ESTRATTO:

La scelta di dichiarare “zona rossa” la Calabria è frutto criteri ben precisi, condivisi anche dalla stessa Regione Calabria che ha inviato i dati al Ministero della salute e all’Istituto superiore di sanità. Quindi, non è stata una decisione politica bensì una scelta tecnica.
Ribadiamo, i dati e i criteri sono stati condivisi e inviati dal Dipartimento della Salute della Regione Calabria e dell’Ufficio del Commissario.
Anche l’ammissione del presidente facente funzioni che, nel corso di una trasmissione sul La7, alla domanda sulle terapie intensive, ha dovuto confessare di essere “ignorante sulla situazione”, la dice lunga sul lavoro che la Regione ha fatto in questi mesi per prepararsi in tempo a questa nuova seconda ondata.
Se qualcuno pensa oggi di utilizzare questa situazione per iniziare una campagna elettorale in vista delle prossime elezioni regionali si sbaglia di grosso e rischia di far pagare un caro prezzo ai calabresi.
Spirlì deve oggi rispondere dell’operato dei rappresentanti della Lega alla guida di importanti strutture sanitarie calabresi e dei danni che hanno provocato non mettendo in atto tutto quello che era necessario per contrastare la pandemia e la sua diffusione.
Nell’ultimo verbale di verifica del Tavolo Adduce, formalmente approvato il 20 maggio 2020, della riunione congiunta del Tavolo tecnico per la verifica degli adempimenti regionali e del Comitato permanente per la verifica dei Lea, sono emerse notevoli criticità con riferimento alla rete ospedaliera, alla rete oncologica, all’assistenza territoriale. In questa situazione la Regione non appare in grado di garantire un regime di normalità per l’organizzazione e l’erogazione dei servizi sanitari regionali ai cittadini calabresi.

DATI:
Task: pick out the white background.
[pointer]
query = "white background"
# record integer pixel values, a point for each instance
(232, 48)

COMPITI:
• 1. Rispondi alle seguenti domande sull'estratto.
(a) A quali enti la Regione Calabria ha inviato i dati?
(b) Su quale rete televisiva il presidente facente funzioni ha ammesso di essere "ignorante sulla situazione"?
(c) In quale data è stato formalmente approvato l'ultimo verbale di verifica del Tavolo Adduce?
• 2. Riporta senza modifiche la parte dell'estratto che si apre con le parole contenenti "Anche l’ammissione del" e si chiude con "prezzo ai calabresi.".

RISPOSTE AI COMPITI:
• 1.
(a) Al Ministero della salute e all'Istituto superiore di sanità.
(b) Su La7.
(c) Il 20 maggio 2020.

• 2.
Anche l’ammissione del presidente facente funzioni che, nel corso di una trasmissione sul La7, alla domanda sulle terapie intensive, ha dovuto confessare di essere “ignorante sulla situazione”, la dice lunga sul lavoro che la Regione ha fatto in questi mesi per prepararsi in tempo a questa nuova seconda ondata.
Se qualcuno pensa oggi di utilizzare questa situazione per iniziare una campagna elettorale in vista delle prossime elezioni regionali si sbaglia di grosso e rischia di far pagare un caro prezzo ai calabresi.